**Document excerpt**

★ ★ ★ ★ ★

Berg en Dal is a village in the resort of Klaaskreek in the Brokopondo District of Suriname. The village is located on the Suriname River.

==History==
In 1713, a military outpost was founded near Mount Parnassus which is nowadays called the Blauwe Berg. The outpost was meant to protect the colony against attacks of the Maroons (runaways slaves). In 1722, a sugar plantation was founded by Hendrik Temminck, the governor of Suriname at the time. In 1737, a wood plantation was founded, and named Berg en Dal. In 1762, a peace agreement was signed with the Saramaka, and the military post was disbanded.

In 1830, the Moravian Church embarked on missionary activities among the slaves, and founded the first church in 1839. After the abolition of slavery, the plantation suffered a period of decline, and in 1870, was sold by auction to the Moravian Church.

★ ★ ★ ★ ★

**Entries shown**
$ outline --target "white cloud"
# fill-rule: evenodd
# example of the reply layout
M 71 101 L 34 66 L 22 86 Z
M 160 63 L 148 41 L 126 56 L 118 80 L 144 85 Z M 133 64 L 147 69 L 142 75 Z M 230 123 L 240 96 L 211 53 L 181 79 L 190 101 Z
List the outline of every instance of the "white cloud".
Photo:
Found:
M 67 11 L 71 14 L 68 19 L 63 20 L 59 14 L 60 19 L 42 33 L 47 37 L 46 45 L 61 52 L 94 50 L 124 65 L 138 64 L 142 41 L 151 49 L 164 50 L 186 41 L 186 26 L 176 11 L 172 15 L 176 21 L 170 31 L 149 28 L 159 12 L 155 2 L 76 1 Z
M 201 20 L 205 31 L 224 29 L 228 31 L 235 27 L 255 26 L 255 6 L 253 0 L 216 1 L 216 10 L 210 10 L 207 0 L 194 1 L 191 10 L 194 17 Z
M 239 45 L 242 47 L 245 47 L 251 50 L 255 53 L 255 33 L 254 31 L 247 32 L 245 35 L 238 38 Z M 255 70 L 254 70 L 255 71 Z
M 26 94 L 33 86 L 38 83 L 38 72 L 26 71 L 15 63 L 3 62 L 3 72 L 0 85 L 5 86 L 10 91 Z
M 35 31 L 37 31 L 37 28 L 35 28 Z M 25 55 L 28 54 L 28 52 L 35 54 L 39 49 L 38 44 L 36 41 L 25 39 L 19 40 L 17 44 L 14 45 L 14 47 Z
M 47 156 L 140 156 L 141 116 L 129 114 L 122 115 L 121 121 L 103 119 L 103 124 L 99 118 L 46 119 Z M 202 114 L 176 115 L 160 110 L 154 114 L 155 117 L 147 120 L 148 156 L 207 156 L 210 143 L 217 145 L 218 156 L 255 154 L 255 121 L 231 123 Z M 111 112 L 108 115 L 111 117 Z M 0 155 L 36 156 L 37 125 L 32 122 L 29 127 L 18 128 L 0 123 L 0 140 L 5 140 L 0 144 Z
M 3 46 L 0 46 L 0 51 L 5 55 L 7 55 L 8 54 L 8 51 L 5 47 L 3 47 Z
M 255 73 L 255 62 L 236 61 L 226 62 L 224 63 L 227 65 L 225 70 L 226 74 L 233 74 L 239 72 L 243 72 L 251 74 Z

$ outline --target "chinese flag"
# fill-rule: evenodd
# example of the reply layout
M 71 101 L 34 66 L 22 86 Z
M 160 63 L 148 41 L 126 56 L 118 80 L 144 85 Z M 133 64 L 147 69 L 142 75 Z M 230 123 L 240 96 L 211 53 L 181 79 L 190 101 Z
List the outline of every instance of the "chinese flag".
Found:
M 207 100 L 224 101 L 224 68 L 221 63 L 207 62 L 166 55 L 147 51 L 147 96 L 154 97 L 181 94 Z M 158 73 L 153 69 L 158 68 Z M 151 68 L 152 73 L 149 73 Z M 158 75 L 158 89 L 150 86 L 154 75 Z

★ ★ ★ ★ ★

**Goal A**
For each statement, say whether it agrees with the text about Berg en Dal, answering yes or no and quoting the words of the text that decide it. (i) A wood plantation named Berg en Dal was founded in 1737. (ii) The military post was disbanded in 1713. (iii) The Moravian Church founded its first church in 1830.
**Goal B**
Write a continuation of the text about Berg en Dal, starting after its final sentence.
The lines have no connection to the text about Berg en Dal.

**Answer A**
(i) Yes: "In 1737, a wood plantation was founded, and named Berg en Dal."
(ii) No: "In 1762, a peace agreement was signed with the Saramaka, and the military post was disbanded."
(iii) No: "founded the first church in 1839."

**Answer B**
In 1968, the Avobakaweg to Paramaribo was constructed, which triggered a migration to the city. The Surinamese Interior War finally resulted in a near abandonment of the village; only one person remained in the village. In 1999, the Wederopbouw Berg en Dal foundation was established to revitalise the village. In 2003, the church collapsed. The Moravian Church started a joint venture with hotel Krasnapolsky in Paramaribo, and in 2008 the former plantation was transformed into the Berg en Dal Eco & Cultural Resort, a luxury holiday resort with 150 rooms for ecotourism.

==Notable people==
- Johannes Helstone (1853–1927), composer, pianist and writer.